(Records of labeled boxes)
◇ ◇ ◇ ◇ ◇
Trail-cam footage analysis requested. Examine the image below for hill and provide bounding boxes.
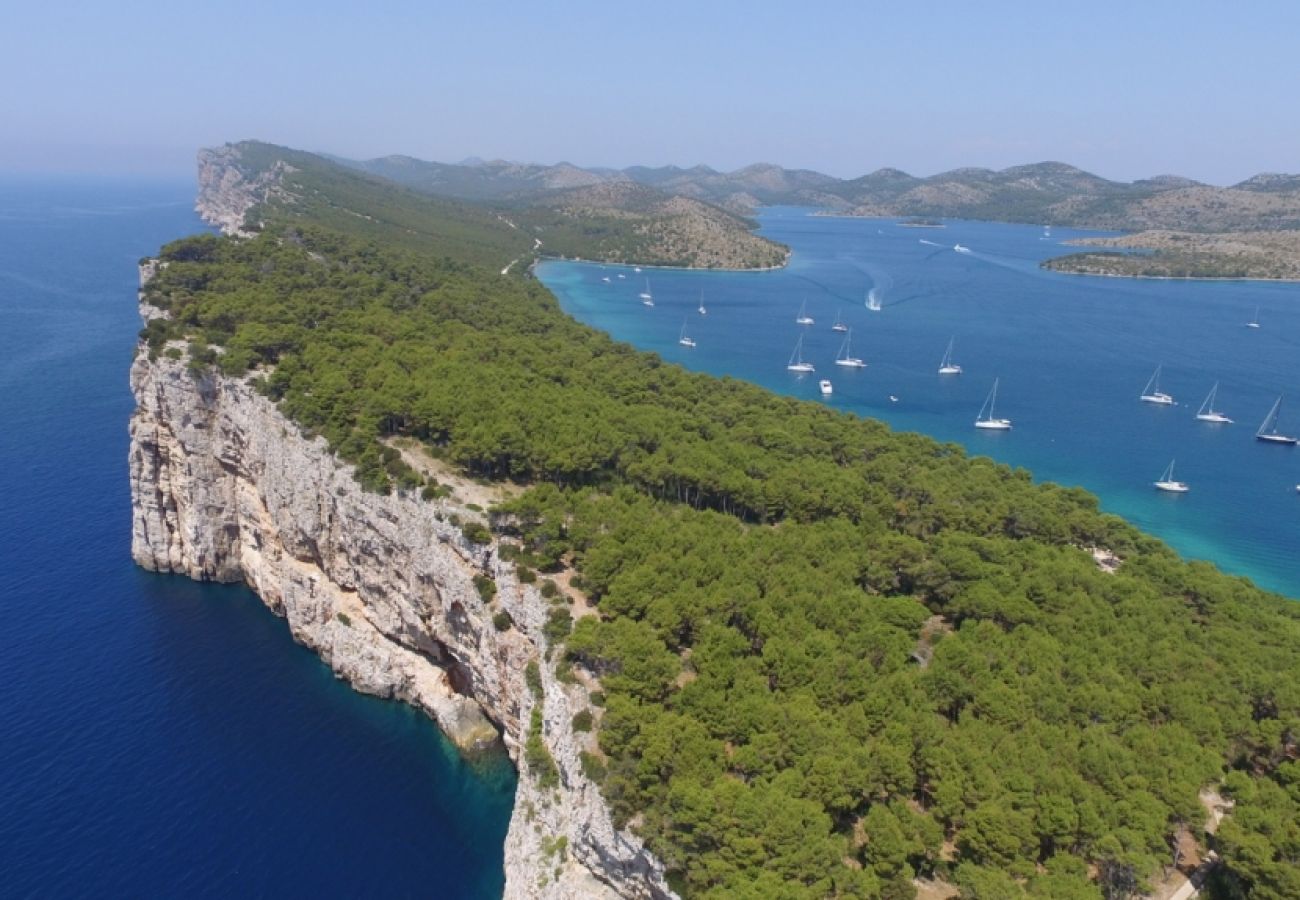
[143,142,1300,900]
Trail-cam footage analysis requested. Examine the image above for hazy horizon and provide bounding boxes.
[0,0,1300,185]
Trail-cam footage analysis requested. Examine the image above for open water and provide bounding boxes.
[538,208,1300,597]
[0,181,515,897]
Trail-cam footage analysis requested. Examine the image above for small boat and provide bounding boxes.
[835,329,867,369]
[785,334,816,375]
[939,338,962,375]
[1138,365,1174,406]
[1152,459,1191,494]
[1196,381,1232,425]
[677,319,696,347]
[975,378,1011,432]
[1255,395,1300,447]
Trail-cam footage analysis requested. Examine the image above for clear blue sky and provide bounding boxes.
[0,0,1300,183]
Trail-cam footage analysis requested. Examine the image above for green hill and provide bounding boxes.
[144,147,1300,900]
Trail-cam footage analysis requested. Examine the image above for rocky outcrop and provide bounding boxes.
[130,271,672,899]
[194,144,290,234]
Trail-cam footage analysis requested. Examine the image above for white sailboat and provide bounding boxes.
[785,334,816,375]
[939,338,962,375]
[975,378,1011,432]
[835,329,867,369]
[1138,365,1174,406]
[1152,459,1191,494]
[1255,395,1300,447]
[677,319,696,347]
[1196,381,1232,425]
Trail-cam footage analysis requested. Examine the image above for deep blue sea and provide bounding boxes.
[0,179,515,897]
[538,208,1300,597]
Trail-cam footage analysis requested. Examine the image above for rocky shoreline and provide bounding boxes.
[130,258,673,900]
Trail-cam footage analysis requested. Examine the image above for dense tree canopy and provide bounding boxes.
[144,215,1300,899]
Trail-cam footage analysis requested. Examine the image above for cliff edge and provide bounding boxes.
[130,275,673,900]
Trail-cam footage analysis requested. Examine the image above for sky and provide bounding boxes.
[0,0,1300,185]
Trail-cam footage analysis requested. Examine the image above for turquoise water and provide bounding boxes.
[0,181,515,897]
[538,208,1300,597]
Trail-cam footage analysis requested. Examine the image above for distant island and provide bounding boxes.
[335,156,1300,278]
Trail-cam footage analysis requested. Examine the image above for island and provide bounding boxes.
[130,146,1300,900]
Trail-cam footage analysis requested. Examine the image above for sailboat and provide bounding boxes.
[794,300,813,325]
[1255,395,1300,447]
[1196,381,1232,425]
[677,319,696,347]
[1138,365,1174,406]
[939,338,962,375]
[1152,459,1191,494]
[975,378,1011,432]
[785,334,816,375]
[835,329,867,369]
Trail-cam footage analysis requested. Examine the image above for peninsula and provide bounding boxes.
[130,144,1300,900]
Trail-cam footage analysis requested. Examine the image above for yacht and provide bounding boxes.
[835,329,867,369]
[1152,459,1191,494]
[1138,365,1174,406]
[939,338,962,375]
[1255,395,1300,447]
[975,378,1011,432]
[785,334,816,375]
[677,319,696,347]
[794,300,813,325]
[1196,381,1232,425]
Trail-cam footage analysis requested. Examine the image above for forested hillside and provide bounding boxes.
[144,171,1300,900]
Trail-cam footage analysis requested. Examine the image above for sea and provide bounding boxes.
[537,207,1300,598]
[0,178,515,897]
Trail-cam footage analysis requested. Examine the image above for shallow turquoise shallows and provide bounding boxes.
[0,181,515,897]
[538,208,1300,597]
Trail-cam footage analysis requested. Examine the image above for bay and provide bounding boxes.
[537,207,1300,597]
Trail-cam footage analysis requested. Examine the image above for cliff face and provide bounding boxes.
[194,144,289,234]
[130,290,672,899]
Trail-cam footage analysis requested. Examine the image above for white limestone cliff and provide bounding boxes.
[130,278,673,900]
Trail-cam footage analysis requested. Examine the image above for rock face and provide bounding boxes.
[194,144,289,234]
[130,275,672,899]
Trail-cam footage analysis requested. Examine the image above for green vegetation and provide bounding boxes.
[144,174,1300,897]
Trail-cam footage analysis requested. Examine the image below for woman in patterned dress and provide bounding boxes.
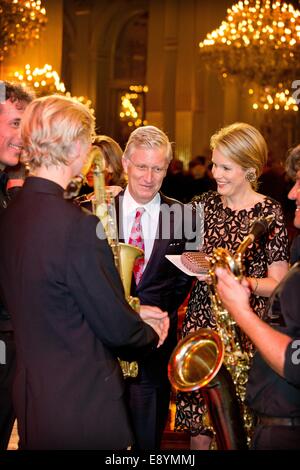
[175,123,288,449]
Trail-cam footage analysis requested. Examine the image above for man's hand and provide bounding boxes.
[216,268,250,322]
[140,305,170,348]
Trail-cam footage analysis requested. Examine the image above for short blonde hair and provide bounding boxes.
[124,126,173,163]
[286,145,300,180]
[21,95,95,169]
[210,122,268,189]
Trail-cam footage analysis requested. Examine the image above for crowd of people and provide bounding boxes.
[0,82,300,450]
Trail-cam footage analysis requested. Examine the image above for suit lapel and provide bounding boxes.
[139,193,174,287]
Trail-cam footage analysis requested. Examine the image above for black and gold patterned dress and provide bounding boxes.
[175,191,289,435]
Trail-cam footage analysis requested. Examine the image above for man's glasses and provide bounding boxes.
[127,157,167,175]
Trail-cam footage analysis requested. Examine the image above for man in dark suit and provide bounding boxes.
[0,81,32,450]
[117,126,199,449]
[0,96,168,449]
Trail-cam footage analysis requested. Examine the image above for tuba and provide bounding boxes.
[64,146,143,378]
[168,216,273,450]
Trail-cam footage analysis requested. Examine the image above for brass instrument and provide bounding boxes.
[168,216,273,450]
[64,146,143,378]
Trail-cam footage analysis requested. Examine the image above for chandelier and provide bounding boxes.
[0,0,47,62]
[119,85,149,127]
[199,0,300,111]
[14,64,95,114]
[14,64,66,96]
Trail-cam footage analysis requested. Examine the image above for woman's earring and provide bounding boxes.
[245,168,257,183]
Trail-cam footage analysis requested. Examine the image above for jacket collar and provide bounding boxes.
[23,176,64,196]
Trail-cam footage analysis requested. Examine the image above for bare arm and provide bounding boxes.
[247,261,288,297]
[139,305,170,348]
[216,268,292,377]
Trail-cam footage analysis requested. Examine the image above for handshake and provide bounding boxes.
[139,305,170,348]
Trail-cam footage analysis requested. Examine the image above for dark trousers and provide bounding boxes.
[251,425,300,450]
[0,331,16,450]
[125,370,171,450]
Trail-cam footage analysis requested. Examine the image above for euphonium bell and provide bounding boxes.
[168,216,273,450]
[168,328,224,392]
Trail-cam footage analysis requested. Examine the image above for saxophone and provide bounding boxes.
[168,216,273,450]
[64,146,143,378]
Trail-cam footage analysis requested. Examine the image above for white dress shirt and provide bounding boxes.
[122,187,160,269]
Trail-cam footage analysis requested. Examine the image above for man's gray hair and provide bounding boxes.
[124,126,173,163]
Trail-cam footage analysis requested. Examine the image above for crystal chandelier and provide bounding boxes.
[14,64,66,96]
[199,0,300,111]
[0,0,47,62]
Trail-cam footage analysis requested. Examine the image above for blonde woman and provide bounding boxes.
[175,123,288,449]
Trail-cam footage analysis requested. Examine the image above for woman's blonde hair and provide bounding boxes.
◇ ◇ ◇ ◇ ◇
## Required work
Reproduce all of the items with "Drone footage" substituted for "Trail-cam footage" and nothing else changed. Omit the pictures.

## Answer to the task
Drone footage analysis requested. Examine the image below for hill and provide bounding boxes.
[143,142,1300,900]
Drone footage analysis requested. Examine the image above for hazy horizon and provide bounding boxes.
[0,0,1300,185]
Drone footage analysis requested. Examine the image above for open water and provide bounding boxes.
[538,208,1300,597]
[0,181,515,897]
Drone footage analysis requested. Examine the image above for small boat and provide bounding boxes.
[835,329,867,369]
[785,334,816,375]
[939,338,962,375]
[1138,365,1174,406]
[1152,459,1191,494]
[1196,381,1232,425]
[677,319,696,347]
[975,378,1011,432]
[1255,395,1300,447]
Drone footage analysis requested. Examine the image above for clear blue sky and provide bounding boxes.
[0,0,1300,183]
Drone footage analysis requested. Examine the image above for green hill and provide bounding boxes.
[144,147,1300,900]
Drone footage analysis requested. Examine the image above for rocky outcrop and provide bounding boxes.
[130,271,672,899]
[194,144,290,234]
Drone footage analysis requested. Examine the image above for white sailboat and provide bounding boxes.
[785,334,816,375]
[939,338,962,375]
[975,378,1011,432]
[835,329,867,369]
[1138,365,1174,406]
[1152,459,1191,494]
[1255,395,1300,447]
[677,319,696,347]
[1196,381,1232,425]
Drone footage analysis requested. Examine the image above for deep blue sea and provide bounding boxes.
[0,179,515,897]
[538,208,1300,597]
Drone footage analysis requested. Examine the image above for rocky shoreline and provide bounding boxes.
[130,258,673,900]
Drone footage analysis requested. Examine the image above for dense tree canopy and provide bounding boxes.
[144,215,1300,899]
Drone footage analysis requested. Examine the image above for cliff edge and provide bounding boxes.
[130,275,673,900]
Drone footage analysis requested. Examine the image above for sky and provide bounding boxes.
[0,0,1300,185]
Drone footage analysis requested. Examine the image above for turquoise water and provide bounding boxes.
[0,181,515,897]
[538,208,1300,597]
Drone footage analysis requested. Examine the image above for distant island and provide bounding boxes.
[335,156,1300,278]
Drone footage analysis requested. Examine the image above for island and provide bounding boxes.
[130,146,1300,900]
Drone footage analysis requested. Examine the image above for sailboat and provide bounding boxes.
[794,300,813,325]
[1255,395,1300,447]
[1196,381,1232,425]
[677,319,696,347]
[1138,365,1174,406]
[939,338,962,375]
[1152,459,1191,494]
[975,378,1011,432]
[785,334,816,375]
[835,329,867,369]
Drone footage analysis requested. Examine the image above for peninsula and provide bounding boxes.
[130,144,1300,900]
Drone footage analysis requested. Examine the image above for yacht and provide bounding boxes.
[835,329,867,369]
[1152,459,1191,494]
[1138,365,1174,406]
[939,338,962,375]
[1255,395,1300,447]
[975,378,1011,432]
[785,334,816,375]
[677,319,696,347]
[794,300,813,325]
[1196,381,1232,425]
Drone footage analysis requested. Examine the image above for forested hillside and provide bounding boxes.
[144,171,1300,900]
Drone footage analysis requested. Examine the image above for sea and provide bounding boxes.
[537,207,1300,598]
[0,178,515,897]
Drone footage analysis requested. Examine the image above for shallow turquoise shallows and provide bounding boxes.
[0,181,515,897]
[538,208,1300,597]
Drone footage analysis requested. Examine the image above for bay and provide bounding boxes.
[537,207,1300,597]
Drone footage analysis requested. Examine the image above for cliff face and provide bounding boxes.
[194,144,289,234]
[130,290,672,899]
Drone footage analysis requested. Examine the image above for white limestone cliff and provide bounding boxes.
[130,278,673,900]
Drone footage analysis requested. Examine the image above for rock face and provide bounding boxes.
[194,144,289,234]
[130,275,672,899]
Drone footage analysis requested. Examine the image above for green vegetation and provide bounding boxes.
[144,174,1300,897]
Drone footage analysis requested. Examine the image below for woman in patterned dress and provide bounding boxes.
[175,123,288,449]
Drone footage analysis requested. Examine the image above for man's hand and provide bounding boxes.
[216,268,250,322]
[140,305,170,348]
Drone footage analysis requested. Examine the image above for short blonde hair and provide bounding boxes.
[124,126,173,163]
[286,145,300,180]
[21,95,95,169]
[210,122,268,189]
Drone footage analysis requested. Examine the image above for crowd of people and provide bounding boxes.
[0,82,300,450]
Drone footage analysis requested. Examine the image above for suit lapel and provide bounding boxes.
[139,193,174,287]
Drone footage analysis requested. Examine the image above for black and gold patterned dress and provide bounding boxes.
[175,191,289,435]
Drone footage analysis requested. Examine the image above for man's glasses and provide bounding boxes.
[127,157,167,175]
Drone footage analysis requested. Examine the image above for man in dark suit and provide bounding boxes.
[0,81,32,450]
[117,126,199,449]
[0,96,168,449]
Drone footage analysis requested. Examine the image above for tuba and provide bounding boxes.
[64,146,143,378]
[168,216,273,450]
Drone footage analysis requested. Examine the image above for brass instrument and provide bounding boxes.
[168,216,273,450]
[64,146,143,378]
Drone footage analysis requested. Examine the image above for chandelier and provide bounding boxes.
[0,0,47,62]
[119,85,149,127]
[199,0,300,111]
[14,64,95,114]
[14,64,66,96]
Drone footage analysis requested. Examine the image above for woman's earring and provide bounding boxes.
[245,168,257,183]
Drone footage analysis requested. Examine the image above for jacket collar and provide bounding boxes.
[23,176,64,196]
Drone footage analysis requested. Examine the image above for bare arm and provide bounding boxes.
[247,261,288,297]
[139,305,170,348]
[216,268,292,377]
Drone footage analysis requested. Examine the image above for handshake and provide bounding boxes.
[139,305,170,348]
Drone footage analysis requested. Examine the image above for dark trousers and provide bounding boxes.
[251,425,300,450]
[0,331,16,450]
[125,370,171,450]
Drone footage analysis requested. Examine the image above for euphonium bell and provide bounding boxes.
[168,216,273,450]
[168,328,224,392]
Drone footage analysis requested. Examine the image above for saxophone and provide bounding boxes.
[168,216,273,450]
[64,146,143,378]
Drone footage analysis requested. Examine the image above for white dress shirt and provide bounding boxes.
[122,187,160,269]
Drone footage analysis requested. Examine the image above for man's gray hair and provide bounding boxes.
[124,126,173,163]
Drone footage analysis requested. Examine the image above for crystal chandelier and provide bounding boxes.
[14,64,66,96]
[199,0,300,111]
[0,0,47,62]
Drone footage analysis requested. Examine the image above for blonde woman and provide bounding boxes.
[175,123,288,449]
Drone footage analysis requested. Examine the image above for woman's blonde hair and provide bounding boxes.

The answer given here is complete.